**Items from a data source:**

◆ ◆ ◆ ◆ ◆ ◆ ◆

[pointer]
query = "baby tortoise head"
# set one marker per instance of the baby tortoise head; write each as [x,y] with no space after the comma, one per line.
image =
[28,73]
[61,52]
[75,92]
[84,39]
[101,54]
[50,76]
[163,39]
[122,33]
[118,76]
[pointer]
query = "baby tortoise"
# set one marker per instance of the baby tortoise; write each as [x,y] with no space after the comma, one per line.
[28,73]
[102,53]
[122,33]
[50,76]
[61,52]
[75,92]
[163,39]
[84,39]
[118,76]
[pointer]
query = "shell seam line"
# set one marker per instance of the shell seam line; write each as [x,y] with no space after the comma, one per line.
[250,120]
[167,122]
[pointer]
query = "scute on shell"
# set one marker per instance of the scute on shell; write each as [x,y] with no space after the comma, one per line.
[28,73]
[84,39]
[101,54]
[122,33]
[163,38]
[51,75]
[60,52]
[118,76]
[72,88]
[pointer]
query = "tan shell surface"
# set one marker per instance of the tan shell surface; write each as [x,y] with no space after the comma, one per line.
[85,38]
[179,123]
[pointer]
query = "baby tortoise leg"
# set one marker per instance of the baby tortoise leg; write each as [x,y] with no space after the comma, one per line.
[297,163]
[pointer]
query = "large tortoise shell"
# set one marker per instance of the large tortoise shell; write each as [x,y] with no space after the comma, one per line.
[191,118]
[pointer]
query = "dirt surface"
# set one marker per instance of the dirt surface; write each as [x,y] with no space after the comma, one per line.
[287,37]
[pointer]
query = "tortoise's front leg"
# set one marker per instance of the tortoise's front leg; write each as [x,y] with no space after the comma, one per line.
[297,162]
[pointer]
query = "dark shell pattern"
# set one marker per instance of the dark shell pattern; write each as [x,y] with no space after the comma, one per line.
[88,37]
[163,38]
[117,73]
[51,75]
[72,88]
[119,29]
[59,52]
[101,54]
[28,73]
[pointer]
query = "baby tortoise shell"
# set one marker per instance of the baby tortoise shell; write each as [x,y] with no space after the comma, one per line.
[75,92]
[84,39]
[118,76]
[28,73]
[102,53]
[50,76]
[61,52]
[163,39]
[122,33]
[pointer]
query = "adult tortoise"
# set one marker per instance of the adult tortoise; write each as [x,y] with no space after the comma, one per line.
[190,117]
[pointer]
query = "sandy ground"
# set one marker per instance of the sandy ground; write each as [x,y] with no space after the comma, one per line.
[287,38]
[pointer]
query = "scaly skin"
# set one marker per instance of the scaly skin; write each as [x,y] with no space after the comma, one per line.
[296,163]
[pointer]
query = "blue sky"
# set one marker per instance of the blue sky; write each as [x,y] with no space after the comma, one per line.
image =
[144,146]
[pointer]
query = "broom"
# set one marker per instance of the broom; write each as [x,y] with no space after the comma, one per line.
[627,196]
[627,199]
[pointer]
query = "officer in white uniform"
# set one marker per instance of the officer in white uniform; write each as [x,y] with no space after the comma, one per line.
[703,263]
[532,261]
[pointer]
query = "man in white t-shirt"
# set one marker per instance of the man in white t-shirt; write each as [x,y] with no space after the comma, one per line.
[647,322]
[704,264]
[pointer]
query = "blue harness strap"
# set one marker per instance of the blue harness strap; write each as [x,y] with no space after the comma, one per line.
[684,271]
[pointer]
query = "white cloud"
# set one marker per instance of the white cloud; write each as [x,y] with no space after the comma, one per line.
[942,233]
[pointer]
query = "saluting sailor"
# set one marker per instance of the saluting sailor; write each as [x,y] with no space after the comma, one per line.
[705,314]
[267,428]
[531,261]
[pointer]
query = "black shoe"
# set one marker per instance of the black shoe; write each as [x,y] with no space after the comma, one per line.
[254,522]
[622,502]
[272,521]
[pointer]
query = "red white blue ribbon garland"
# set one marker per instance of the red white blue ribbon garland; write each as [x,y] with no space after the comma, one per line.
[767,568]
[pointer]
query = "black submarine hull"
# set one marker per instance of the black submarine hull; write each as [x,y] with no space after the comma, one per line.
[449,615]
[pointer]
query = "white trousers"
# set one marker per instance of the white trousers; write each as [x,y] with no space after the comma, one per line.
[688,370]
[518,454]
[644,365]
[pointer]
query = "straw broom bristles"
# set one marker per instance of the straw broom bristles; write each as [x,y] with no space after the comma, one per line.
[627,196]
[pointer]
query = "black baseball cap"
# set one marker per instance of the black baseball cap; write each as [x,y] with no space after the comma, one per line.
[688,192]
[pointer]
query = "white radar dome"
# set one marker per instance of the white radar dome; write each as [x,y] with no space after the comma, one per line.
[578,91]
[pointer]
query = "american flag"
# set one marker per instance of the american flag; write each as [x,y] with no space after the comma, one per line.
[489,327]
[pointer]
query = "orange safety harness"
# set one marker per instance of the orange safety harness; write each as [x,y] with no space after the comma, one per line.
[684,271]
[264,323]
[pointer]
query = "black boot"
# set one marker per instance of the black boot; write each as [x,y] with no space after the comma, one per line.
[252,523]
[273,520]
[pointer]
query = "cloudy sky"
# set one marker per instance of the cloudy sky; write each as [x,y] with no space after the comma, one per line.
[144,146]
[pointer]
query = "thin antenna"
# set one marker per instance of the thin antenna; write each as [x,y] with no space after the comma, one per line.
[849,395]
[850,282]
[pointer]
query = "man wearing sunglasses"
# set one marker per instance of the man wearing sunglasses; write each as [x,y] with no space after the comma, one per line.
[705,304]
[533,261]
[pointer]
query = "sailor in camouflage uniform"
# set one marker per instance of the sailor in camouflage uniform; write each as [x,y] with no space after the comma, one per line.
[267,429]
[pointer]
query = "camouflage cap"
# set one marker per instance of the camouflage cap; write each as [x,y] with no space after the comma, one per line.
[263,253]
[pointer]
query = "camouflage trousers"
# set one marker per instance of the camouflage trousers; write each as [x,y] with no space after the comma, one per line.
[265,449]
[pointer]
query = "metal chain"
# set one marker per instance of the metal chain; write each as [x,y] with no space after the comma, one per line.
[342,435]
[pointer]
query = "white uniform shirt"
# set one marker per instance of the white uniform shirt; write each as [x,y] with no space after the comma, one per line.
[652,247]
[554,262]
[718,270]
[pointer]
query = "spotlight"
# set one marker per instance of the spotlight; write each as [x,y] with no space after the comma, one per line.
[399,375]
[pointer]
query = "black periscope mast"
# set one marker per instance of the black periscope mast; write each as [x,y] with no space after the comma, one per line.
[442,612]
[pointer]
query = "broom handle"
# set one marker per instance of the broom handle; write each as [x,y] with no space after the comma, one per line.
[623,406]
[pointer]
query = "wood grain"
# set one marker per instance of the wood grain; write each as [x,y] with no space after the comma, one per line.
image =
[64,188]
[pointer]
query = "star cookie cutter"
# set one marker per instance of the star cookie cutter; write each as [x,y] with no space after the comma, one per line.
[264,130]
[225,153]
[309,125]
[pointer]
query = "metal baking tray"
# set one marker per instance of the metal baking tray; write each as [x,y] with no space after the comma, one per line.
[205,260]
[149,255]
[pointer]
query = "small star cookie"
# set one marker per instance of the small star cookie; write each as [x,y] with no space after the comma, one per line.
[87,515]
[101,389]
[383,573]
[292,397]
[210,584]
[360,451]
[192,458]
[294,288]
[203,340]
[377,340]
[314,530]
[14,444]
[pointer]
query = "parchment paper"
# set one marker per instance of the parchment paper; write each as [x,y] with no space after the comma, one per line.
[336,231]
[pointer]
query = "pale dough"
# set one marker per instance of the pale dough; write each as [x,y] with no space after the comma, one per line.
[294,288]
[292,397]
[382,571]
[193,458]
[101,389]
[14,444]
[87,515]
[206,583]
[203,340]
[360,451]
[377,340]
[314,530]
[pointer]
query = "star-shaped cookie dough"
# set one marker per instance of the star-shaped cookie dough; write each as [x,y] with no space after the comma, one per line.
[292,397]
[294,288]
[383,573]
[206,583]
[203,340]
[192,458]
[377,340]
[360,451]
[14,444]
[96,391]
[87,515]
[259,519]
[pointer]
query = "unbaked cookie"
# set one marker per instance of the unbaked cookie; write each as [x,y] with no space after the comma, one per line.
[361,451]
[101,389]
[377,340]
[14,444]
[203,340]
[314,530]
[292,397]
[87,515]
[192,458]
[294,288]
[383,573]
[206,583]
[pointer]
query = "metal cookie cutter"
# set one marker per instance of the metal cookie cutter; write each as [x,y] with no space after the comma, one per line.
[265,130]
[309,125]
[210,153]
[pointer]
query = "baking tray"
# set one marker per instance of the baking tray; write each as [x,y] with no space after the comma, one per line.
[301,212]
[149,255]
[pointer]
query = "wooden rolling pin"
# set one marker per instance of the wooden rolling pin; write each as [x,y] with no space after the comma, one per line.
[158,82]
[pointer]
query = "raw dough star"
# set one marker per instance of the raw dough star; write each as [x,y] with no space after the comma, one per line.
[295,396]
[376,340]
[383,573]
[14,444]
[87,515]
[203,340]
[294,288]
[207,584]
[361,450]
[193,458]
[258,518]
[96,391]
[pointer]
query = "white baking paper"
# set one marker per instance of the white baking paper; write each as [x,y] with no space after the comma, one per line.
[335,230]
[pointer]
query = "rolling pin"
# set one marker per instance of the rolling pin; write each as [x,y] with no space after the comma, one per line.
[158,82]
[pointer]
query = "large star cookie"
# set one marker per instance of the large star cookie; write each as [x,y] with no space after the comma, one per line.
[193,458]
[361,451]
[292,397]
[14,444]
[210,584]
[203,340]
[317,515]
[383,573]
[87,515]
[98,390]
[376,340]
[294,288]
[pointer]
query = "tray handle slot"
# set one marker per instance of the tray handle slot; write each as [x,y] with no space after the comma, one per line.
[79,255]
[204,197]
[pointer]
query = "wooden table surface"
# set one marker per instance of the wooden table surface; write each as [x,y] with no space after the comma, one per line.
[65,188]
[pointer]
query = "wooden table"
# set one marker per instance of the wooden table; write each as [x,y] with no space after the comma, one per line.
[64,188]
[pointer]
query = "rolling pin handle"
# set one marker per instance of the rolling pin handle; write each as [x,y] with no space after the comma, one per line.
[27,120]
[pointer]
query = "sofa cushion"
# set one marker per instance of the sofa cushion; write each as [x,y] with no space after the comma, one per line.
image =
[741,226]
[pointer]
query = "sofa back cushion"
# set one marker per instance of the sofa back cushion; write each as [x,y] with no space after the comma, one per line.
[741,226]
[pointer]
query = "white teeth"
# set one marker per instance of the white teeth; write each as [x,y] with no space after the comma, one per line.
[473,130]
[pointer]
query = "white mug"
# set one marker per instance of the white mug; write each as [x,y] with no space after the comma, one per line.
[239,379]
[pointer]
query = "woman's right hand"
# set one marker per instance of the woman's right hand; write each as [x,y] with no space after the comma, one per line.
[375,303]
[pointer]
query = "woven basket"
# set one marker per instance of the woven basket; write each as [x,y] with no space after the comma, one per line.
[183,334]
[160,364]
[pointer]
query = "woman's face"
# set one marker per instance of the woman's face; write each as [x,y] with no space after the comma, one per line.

◆ ◆ ◆ ◆ ◆ ◆ ◆

**Task:**
Your answer must be the line containing "# set one marker per instance of the woven" and every line after it through the end of the records above, reproduced exactly and alone.

**Task output:**
# set one marker per instance of the woven basket; write each as [x,y] with no space after the comma, one per line.
[183,334]
[160,364]
[pointer]
query = "woman's face"
# set one marker per instance of the woman's face; write each as [x,y] with no space after the comma, one per line.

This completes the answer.